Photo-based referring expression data
*-*-*

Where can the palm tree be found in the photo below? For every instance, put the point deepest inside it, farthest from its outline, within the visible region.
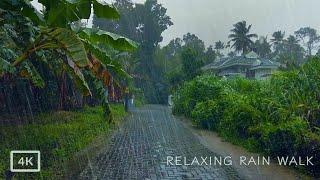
(278, 37)
(241, 37)
(262, 47)
(218, 46)
(277, 41)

*-*-*

Omitting all pictures, reproduce the records above in their entirety.

Where can the palm tree be found in the photo below? For every instance, put the point deepest inside it, farthest from its outline, within the visible region.
(278, 37)
(241, 37)
(262, 47)
(218, 46)
(277, 41)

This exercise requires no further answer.